--- Exercises to complete ---
**A)** Reproduce everything in the book recommendation notebook from "# Personal book" down to "interests at all.", character for character.
**B)** Please take the book recommendation notebook further, starting right after its last line.

--- Passage given ---

# Personal book recommendation system

**May 2025**. I've noticed that I personally enjoy books the most when I read the _most dissimilar book_ next. 

I've thought about doing this as a random pull from my TBR, but my TBR is very lumpy and not uniformly distributed across my interests at all.

In [6]:
import requests
import numpy as np
import pandas as pd


OPEN_LIBRARY_API_URL = "https://openlibrary.org/search.json?q="
OPEN_LIBRARY_HEADERS = {
    "User-Agent": "personal_project/1.0 (angela.ambroz@users.noreply.github.com)"
}

In [44]:
df = pd.read_csv('../secrets/goodreads_data.csv')

df["ISBN"] = df["ISBN"].apply(lambda x: x.split('"')[1])

tbr = df[df['Exclusive Shelf'] == 'to-read'].copy()
len(df), len(tbr)

(3328, 1905)

In [45]:
tbr.sample().T

Unnamed: 0,1197
Book Id,124430
Title,City of Djinns: A Year in Delhi
Author,William Dalrymple
Author l-f,"Dalrymple, William"
Additional Authors,Olivia Fraser
ISBN,0142001007
ISBN13,"=""9780142001004"""
My Rating,0
Average Rating,4.13
Publisher,Penguin Publishing Group


In [46]:
ex = tbr.sample().to_dict(orient='records')[0]
ex

{'Book Id': 22456,
 'Title': 'The Origin of Wealth: Evolution, Complexity, and the Radical Remaking of Economics',
 'Author': 'Eric D. Beinhocker',
 'Author l-f': 'Beinhocker, Eric D.',
 'Additional Authors': nan,
 'ISBN': '157851777X',
 'ISBN13': '="9781578517770"',
 'My Rating': 0,
 'Average Rating': 4.27,
 'Publisher': 'Harvard Business Review Press',
 'Binding': 'Hardcover',
 'Number of Pages': 527.0,
 'Year Published': 2006.0,
 'Original Publication Year': 2006.0,
 'Date Read': nan,
 'Date Added': '2024/03/21',
 'Bookshelves': 'to-read',
 'Bookshelves with positions': 'to-read (#732)',
 'Exclusive Shelf': 'to-read',
 'My Review': nan,
 'Spoiler': nan,
 'Private Notes': nan,
 'Read Count': 0,
 'Owned Copies': 0}

In [47]:
# url = f'https://openlibrary.org/search.json?q=title%3A{ex["Title"]}+AND+first_publish_year%3A{int(ex["Year Published"])}+AND+author%3A{ex["Author"]}'
# response = requests.get(url, headers=OPEN_LIBRARY_HEADERS)
# print(response.text)

In [58]:
import requests
import json
import time
from urllib.parse import quote

def search_google_books(title, author=None, isbn=None):
    """Search Google Books API with different strategies"""
    base_url = "https://www.googleapis.com/books/v1/volumes"
    
    # Build query - try ISBN first if available
    if isbn:
        query = f"isbn:{isbn}"
    elif author:
        query = f"intitle:{title} inauthor:{author}"
    else:
        query = f"intitle:{title}"
    
    params = {
        "q": query,
        "maxResults": 5,  # get a few options
        "key": "AIzaSyCgVeYSHyhX9C0tjVmyjedpJ0pBS2115Vo"  # get this from google cloud console
    }
    
    try:
        response = requests.get(base_url, params=params)

--- Records ---
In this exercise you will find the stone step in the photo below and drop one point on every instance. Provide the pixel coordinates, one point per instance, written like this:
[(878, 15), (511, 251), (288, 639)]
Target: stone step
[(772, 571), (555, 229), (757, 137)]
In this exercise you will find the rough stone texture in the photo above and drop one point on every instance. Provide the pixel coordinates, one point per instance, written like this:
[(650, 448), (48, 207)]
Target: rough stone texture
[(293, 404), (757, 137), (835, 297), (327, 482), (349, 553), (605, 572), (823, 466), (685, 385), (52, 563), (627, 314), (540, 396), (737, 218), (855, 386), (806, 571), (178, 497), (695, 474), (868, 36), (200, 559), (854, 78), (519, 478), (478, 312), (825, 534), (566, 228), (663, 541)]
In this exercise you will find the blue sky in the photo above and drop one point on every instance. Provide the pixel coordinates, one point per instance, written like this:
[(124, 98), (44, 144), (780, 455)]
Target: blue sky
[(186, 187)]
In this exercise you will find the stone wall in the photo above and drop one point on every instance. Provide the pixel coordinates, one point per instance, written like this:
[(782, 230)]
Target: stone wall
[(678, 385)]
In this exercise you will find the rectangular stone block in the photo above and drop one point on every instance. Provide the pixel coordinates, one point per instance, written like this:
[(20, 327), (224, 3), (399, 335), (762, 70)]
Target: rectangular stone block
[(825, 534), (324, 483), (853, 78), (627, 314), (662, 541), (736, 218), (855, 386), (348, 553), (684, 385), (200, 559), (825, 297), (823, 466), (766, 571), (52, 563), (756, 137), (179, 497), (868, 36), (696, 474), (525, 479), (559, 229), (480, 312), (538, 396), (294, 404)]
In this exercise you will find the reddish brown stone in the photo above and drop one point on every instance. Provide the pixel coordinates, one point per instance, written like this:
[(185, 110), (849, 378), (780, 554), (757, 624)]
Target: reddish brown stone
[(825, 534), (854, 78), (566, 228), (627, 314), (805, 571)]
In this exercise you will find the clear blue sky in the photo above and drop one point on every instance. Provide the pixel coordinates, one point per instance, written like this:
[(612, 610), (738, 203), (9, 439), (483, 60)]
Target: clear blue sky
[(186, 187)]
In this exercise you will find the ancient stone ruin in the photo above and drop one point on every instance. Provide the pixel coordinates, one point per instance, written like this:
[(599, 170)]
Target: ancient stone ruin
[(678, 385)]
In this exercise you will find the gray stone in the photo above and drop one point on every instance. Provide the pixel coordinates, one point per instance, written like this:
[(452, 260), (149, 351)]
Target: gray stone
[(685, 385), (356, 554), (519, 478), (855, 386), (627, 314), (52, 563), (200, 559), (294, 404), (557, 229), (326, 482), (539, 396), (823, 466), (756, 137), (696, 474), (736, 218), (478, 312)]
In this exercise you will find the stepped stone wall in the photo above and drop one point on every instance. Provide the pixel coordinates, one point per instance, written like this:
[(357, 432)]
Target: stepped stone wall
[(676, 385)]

--- Answers ---
**A)**
# Personal book recommendation system

**May 2025**. I've noticed that I personally enjoy books the most when I read the _most dissimilar book_ next. 

I've thought about doing this as a random pull from my TBR, but my TBR is very lumpy and not uniformly distributed across my interests at all.

**B)**
        response.raise_for_status()
        return response.json()
    except requests.RequestException as e:
        print(f"API error: {e}")
        return None

def extract_book_info(book_data):
    """Extract useful info from google books response"""
    if not book_data or "items" not in book_data:
        return None
    
    book = book_data["items"][0]["volumeInfo"]  # take first result
    
    return {
        "title": book.get("title"),
        "authors": book.get("authors", []),
        "description": book.get("description"),
        "categories": book.get("categories", []),
        "published_date": book.get("publishedDate"),
        "page_count": book.get("pageCount"),
        "average_rating": book.get("averageRating"),
        "language": book.get("language")
    }

# example usage
result = search_google_books(ex["Title"], ex["Author"], ex["ISBN"])
book_info = extract_book_info(result)
print(json.dumps(book_info, indent=2))

{
  "title": "The Origin of Wealth",
  "authors": [
    "Eric D. Beinhocker"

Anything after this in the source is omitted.